** Given passage **
Company bans Android due to security risks related to fragmentation - happyscrappy
http://wmpoweruser.com/company-bans-android-due-to-security-risks-related-to-fragmentation/
======
taylodl
I'm an enterprise architect heading up our mobility practice for an American-
based Fortune 200 company and we don't allowed Android devices on our network
precisely for security issues. They're allowed on our guest wireless network
that terminates outside our perimeter firewall, but that's it. That's not a
particularly popular choice as a have a BYOMD program that's effectively
restricted to Windows Mobile and iOS devices and a lot of our users have
Android devices and are miffed they can't use them.

We've bent over backwards in our attempts to secure Android, all to no avail.
We've had Samsung onsite and worked with their Knox technology, and though
that came really close it ended up not panning out for all the security cases.

Google could be ceding a lot by ignoring the corporate market. Now that we're
building native iOS apps guess what? We're buying lots of iMacs. Two years ago
that would have been unheard of. Heck a year ago that would have been unheard
of. Now here I am with a shiny new iMac on my desk and VMware Fusion to
simultaneously run Windows. The story just dropped a couple of days ago that
IBM is purchasing 50,000+ Macs from Apple, which also would have been unheard
of a couple of years ago.

I don't have an axe to grind against Android and would love for my users to be
able to use their Android devices but it just isn't there. I'm really quite
surprised how Google has dropped the ball in this space.

------
PaulHoule
It's astonishing how the media has suppressed the story of the Android 5
failure, which was much worse than the Windows 8 failure.

I installed Android 5 on my Nexus tablet and immediately found the tablet was
half as fast, the WiFi unreliable, and all sorts of other problems. All for
the tinfoil hat protection against the NSA, using cryptography without
appropriate hardware acceleration.

Vendors have not moved to Android 5 because of these problems but you never
heard of it because the news media is much more afraid of Google than they
were afraid of Microsoft back in its day -- Google can make their traffic drop
and make their ad revenue go away.

------
krisgenre
65% of Android devices using less than Jellybean version? Where did they get
that info?

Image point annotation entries
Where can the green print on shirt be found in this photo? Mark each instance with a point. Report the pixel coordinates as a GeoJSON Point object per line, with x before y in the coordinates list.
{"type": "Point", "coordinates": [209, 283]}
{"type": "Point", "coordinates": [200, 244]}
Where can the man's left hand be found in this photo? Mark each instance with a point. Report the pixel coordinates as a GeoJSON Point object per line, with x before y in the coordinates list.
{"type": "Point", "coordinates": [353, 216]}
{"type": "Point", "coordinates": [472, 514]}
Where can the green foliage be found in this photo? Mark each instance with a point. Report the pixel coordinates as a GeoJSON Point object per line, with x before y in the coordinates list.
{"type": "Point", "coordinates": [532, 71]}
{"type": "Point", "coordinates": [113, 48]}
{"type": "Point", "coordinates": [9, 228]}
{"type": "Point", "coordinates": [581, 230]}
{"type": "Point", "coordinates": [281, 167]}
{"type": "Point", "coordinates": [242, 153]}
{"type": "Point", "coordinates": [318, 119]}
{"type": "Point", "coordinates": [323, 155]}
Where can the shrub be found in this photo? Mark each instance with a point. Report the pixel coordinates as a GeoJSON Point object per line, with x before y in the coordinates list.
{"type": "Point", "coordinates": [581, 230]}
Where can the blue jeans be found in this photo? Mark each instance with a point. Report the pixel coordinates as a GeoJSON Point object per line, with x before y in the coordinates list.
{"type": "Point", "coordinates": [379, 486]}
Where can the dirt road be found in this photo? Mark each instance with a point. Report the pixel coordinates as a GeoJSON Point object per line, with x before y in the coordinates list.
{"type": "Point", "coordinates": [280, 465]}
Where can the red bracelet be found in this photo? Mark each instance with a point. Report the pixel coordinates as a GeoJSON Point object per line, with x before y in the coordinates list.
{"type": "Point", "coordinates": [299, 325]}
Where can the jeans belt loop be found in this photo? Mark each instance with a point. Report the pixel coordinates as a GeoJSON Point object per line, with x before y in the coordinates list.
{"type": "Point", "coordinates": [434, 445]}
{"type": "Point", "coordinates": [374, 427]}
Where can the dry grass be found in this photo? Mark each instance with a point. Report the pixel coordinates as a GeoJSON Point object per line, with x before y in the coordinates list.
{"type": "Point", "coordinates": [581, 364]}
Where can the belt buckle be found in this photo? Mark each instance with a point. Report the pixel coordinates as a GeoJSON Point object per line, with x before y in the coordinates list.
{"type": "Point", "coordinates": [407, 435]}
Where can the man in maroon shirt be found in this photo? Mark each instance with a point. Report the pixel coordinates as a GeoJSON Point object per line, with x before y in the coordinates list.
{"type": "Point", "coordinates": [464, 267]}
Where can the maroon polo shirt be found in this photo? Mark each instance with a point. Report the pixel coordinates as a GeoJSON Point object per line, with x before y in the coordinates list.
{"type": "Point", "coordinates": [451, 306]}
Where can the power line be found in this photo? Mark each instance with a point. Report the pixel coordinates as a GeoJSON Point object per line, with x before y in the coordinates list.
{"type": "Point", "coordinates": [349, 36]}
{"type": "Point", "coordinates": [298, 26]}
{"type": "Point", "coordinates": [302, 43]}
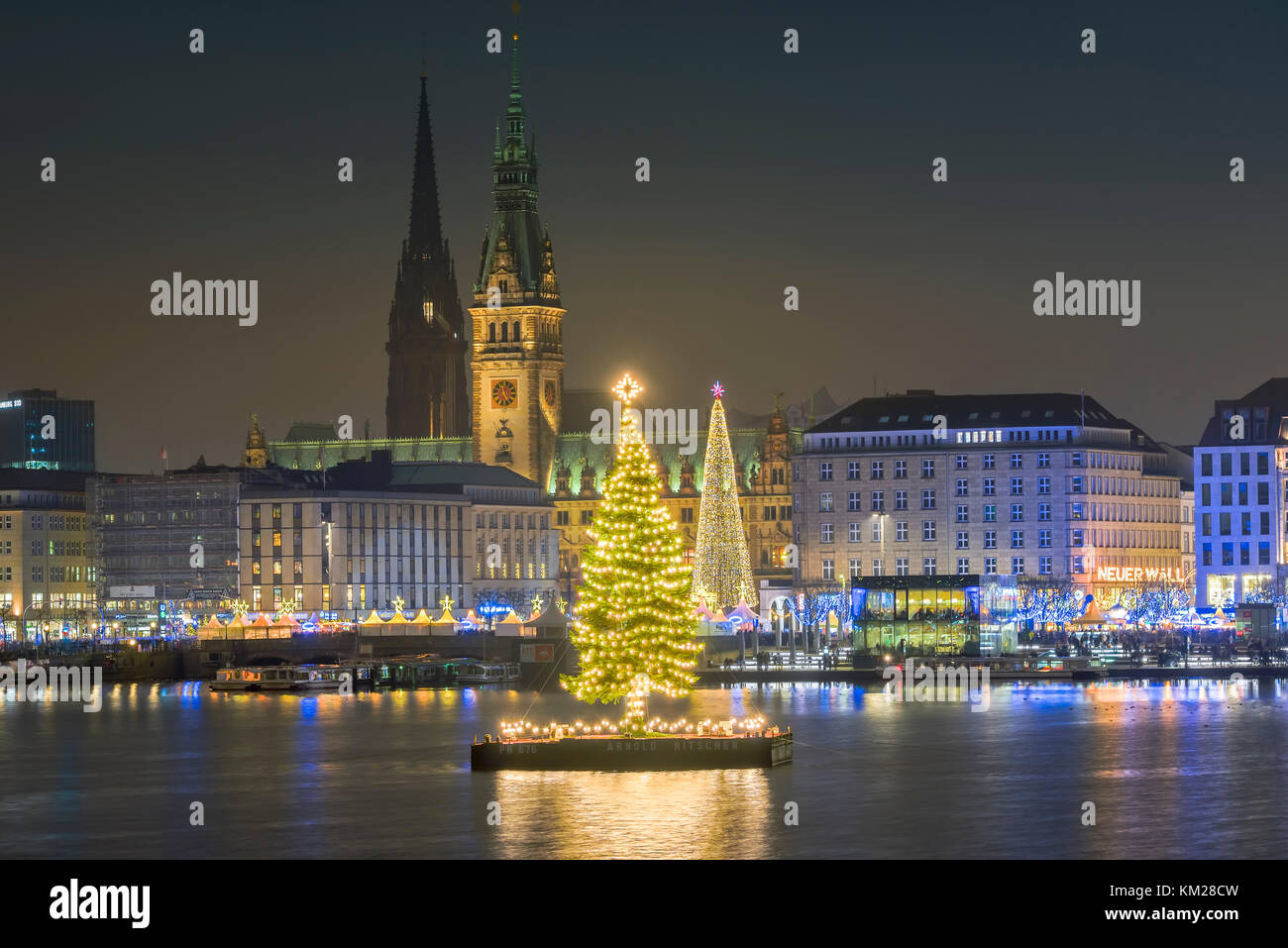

** What this task involves **
In the forum thread on the Android ban, reproduce verbatim the passage from "I installed Android" to "appropriate hardware acceleration.".

** Response **
I installed Android 5 on my Nexus tablet and immediately found the tablet was
half as fast, the WiFi unreliable, and all sorts of other problems. All for
the tinfoil hat protection against the NSA, using cryptography without
appropriate hardware acceleration.